*WHAT THE TASK REQUIRES*
Rename "Target" to "Object" in everything from the line containing "mark the pile" down to the end of the entries, and give those lines again with nothing else changed. Leave the pictures out of your answer.

[Location identification entries]
= = = = =

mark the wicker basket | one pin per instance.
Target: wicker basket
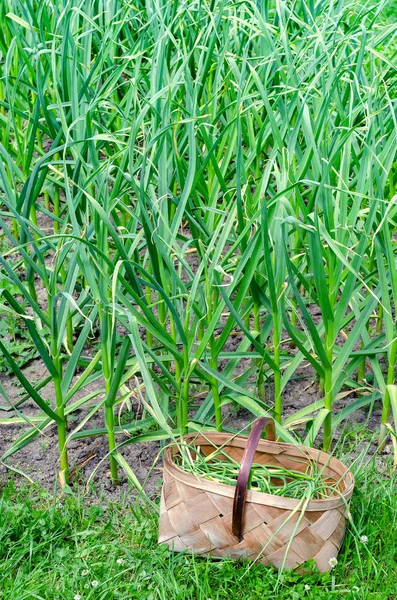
(222, 520)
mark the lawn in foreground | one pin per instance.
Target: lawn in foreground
(66, 549)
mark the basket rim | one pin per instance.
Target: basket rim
(256, 497)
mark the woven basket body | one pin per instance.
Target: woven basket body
(196, 514)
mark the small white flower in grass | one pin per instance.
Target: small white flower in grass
(332, 562)
(363, 539)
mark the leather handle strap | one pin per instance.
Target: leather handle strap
(245, 469)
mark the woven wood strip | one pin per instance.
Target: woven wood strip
(196, 514)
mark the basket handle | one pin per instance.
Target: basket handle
(245, 469)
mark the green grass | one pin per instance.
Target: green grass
(56, 548)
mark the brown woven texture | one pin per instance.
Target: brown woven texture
(196, 514)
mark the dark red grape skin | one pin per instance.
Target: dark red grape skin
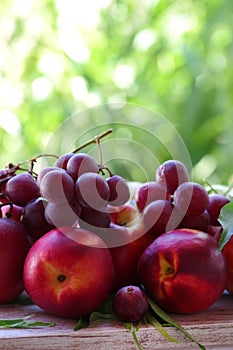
(130, 304)
(33, 218)
(216, 202)
(22, 188)
(11, 211)
(92, 190)
(190, 198)
(61, 214)
(62, 161)
(171, 174)
(198, 222)
(119, 190)
(43, 172)
(81, 163)
(160, 216)
(149, 192)
(57, 186)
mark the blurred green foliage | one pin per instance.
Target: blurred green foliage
(59, 57)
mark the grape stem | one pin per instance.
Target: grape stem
(95, 139)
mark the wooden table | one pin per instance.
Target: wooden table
(213, 328)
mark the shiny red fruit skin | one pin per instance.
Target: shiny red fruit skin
(14, 246)
(183, 271)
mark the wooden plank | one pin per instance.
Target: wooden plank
(213, 328)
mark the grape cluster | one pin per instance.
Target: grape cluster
(174, 201)
(72, 192)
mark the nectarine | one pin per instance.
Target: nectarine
(68, 272)
(14, 245)
(183, 271)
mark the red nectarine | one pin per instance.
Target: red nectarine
(14, 245)
(68, 272)
(183, 271)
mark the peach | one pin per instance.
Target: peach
(183, 271)
(14, 245)
(228, 254)
(127, 239)
(68, 272)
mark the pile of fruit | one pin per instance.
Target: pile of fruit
(75, 233)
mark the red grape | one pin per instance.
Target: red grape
(171, 174)
(149, 192)
(57, 186)
(130, 304)
(92, 190)
(11, 211)
(190, 198)
(22, 188)
(160, 216)
(60, 214)
(62, 161)
(198, 222)
(119, 190)
(91, 218)
(81, 163)
(43, 172)
(34, 220)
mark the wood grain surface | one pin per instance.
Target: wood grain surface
(213, 328)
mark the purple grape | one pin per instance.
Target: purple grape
(149, 192)
(130, 304)
(57, 186)
(22, 188)
(190, 198)
(62, 161)
(119, 190)
(171, 174)
(34, 220)
(92, 190)
(81, 163)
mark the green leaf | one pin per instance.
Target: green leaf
(164, 316)
(161, 328)
(226, 220)
(130, 326)
(101, 316)
(23, 323)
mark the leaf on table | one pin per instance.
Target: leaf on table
(164, 316)
(23, 323)
(133, 330)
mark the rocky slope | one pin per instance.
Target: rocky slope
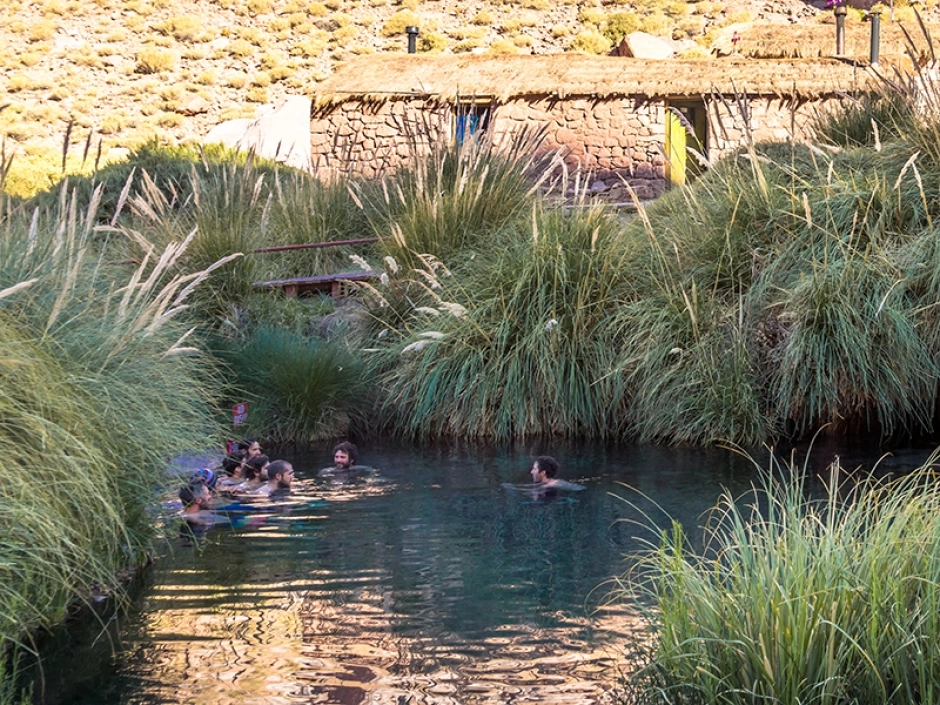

= = = = =

*SOLUTION TO THIS PROBLEM*
mark the pile of fruit | one pin per instance.
Object: pile of fruit
(75, 233)
mark the red grape | one pin per instance.
Object: red grape
(171, 174)
(149, 192)
(57, 186)
(130, 304)
(92, 190)
(11, 211)
(190, 198)
(22, 188)
(160, 216)
(60, 214)
(62, 161)
(198, 222)
(119, 190)
(91, 218)
(81, 163)
(43, 172)
(34, 220)
mark the wood grain surface | one pin per instance.
Object: wood grain surface
(213, 328)
mark the purple grape | one pin per instance.
Object: purple grape
(149, 192)
(130, 304)
(57, 186)
(22, 188)
(190, 198)
(62, 161)
(119, 190)
(171, 174)
(34, 220)
(92, 190)
(81, 163)
mark the green leaf | one pin per instance.
Object: green leaf
(164, 316)
(161, 328)
(226, 220)
(130, 326)
(101, 316)
(23, 323)
mark the leaf on table | one pin per instance.
Object: leaf on table
(164, 316)
(23, 323)
(133, 330)
mark the rocky slope | one pin per instance.
Object: rocky slope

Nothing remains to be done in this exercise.